*READING TEXT*:
On Mon, 17 Jun 2019, 22:11 Felix Schumacher, <
felix.schumac...@internetallee.de> wrote:

> Am 17.06.19 um 15:32 schrieb Alistair Evans:
> > Hi,
> >
> > I'm encountering a strange problem when running our JMeter test plan.
> >
> > I effectively get a halt to all JMeter activity for up to 60 seconds (a
> strangely round number) in the middle of the test. JMeter treats this as
> elapsed time when it processes the HTTP responses after the delay, so we
> get a spike in our response times graph (screenshot available here:
> https://imgur.com/ayKTzOU).
> Are you sure it is JMeter that is hanging for 60 seconds? Have you had a
> look at the system under test? Maybe use another JMeter instance with
> less load to look, if you get the same 60 seconds period of hangup.
> Is this halt reproducible? If so take a few threaddumps at those times
> (both on JMeter side and the server side).
> >
> > Test Description: A typical test contains 1000 users, over 2 hours, with
> a 15 minute ramp time on requests. Randomised delays are present between
> all requests.
> >
> > Platform Details from JMeter Log:
> > Version 5.1.1 r1855137
> > java.version=1.8.0_211
> > java.vm.name=Java HotSpot(TM) 64-Bit Server VM
> > os.name=Windows 10
> > os.arch=amd64
> > os.version=10.0
> > file.encoding=Cp1252
> > java.awt.headless=true
> > Max memory     =7654604800
> > Available Processors =4
> > Default Locale=English (EN)
> > JMeter  Locale=English (EN)

*GIVEN MATERIAL*:
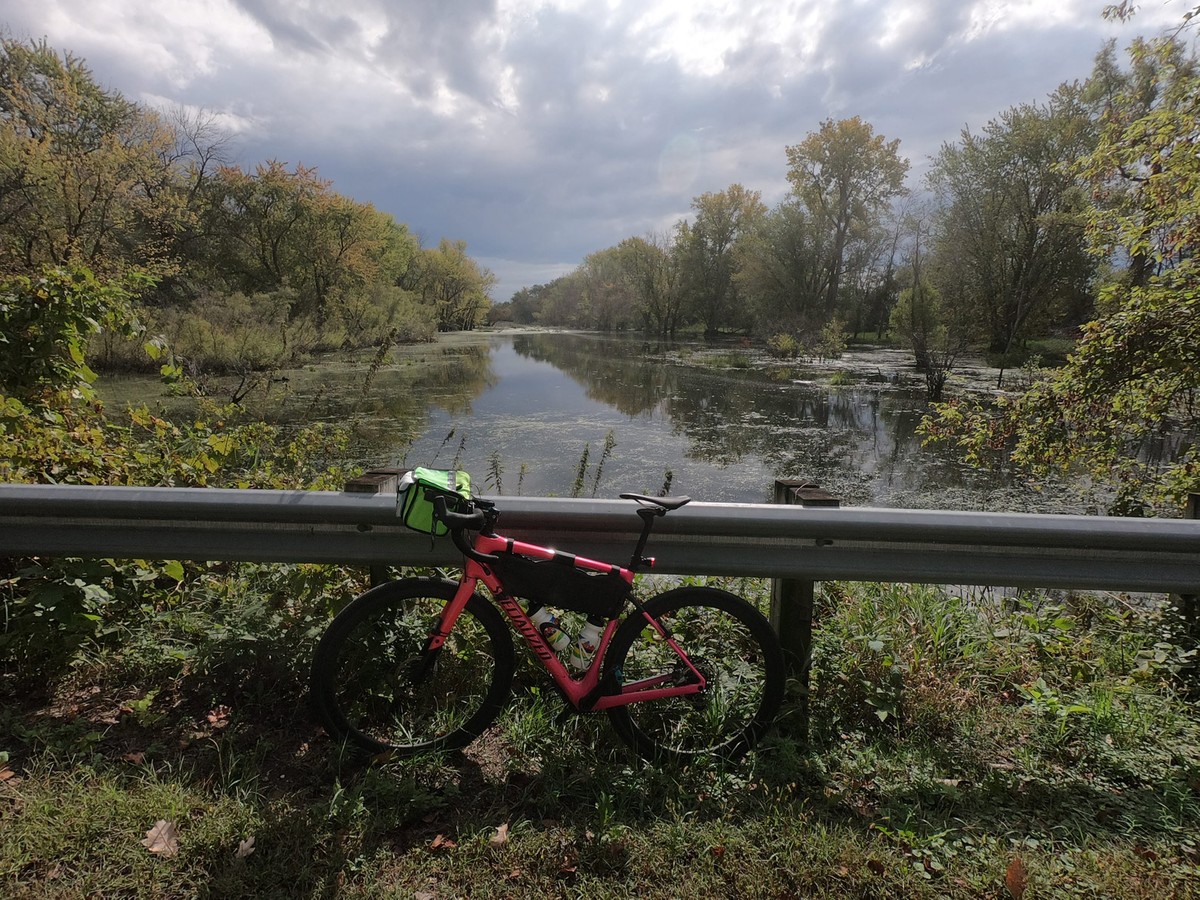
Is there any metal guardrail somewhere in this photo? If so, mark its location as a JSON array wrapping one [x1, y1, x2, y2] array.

*WORK REQUIRED*:
Rewrite the JMeter thread with "test plan" renamed to "load test", beginning at the words "On Mon, 17 Jun" and stopping after "JMeter test plan.". The listing isn't needed.

*COMPLETE RESPONSE*:
On Mon, 17 Jun 2019, 22:11 Felix Schumacher, <
felix.schumac...@internetallee.de> wrote:

> Am 17.06.19 um 15:32 schrieb Alistair Evans:
> > Hi,
> >
> > I'm encountering a strange problem when running our JMeter load test.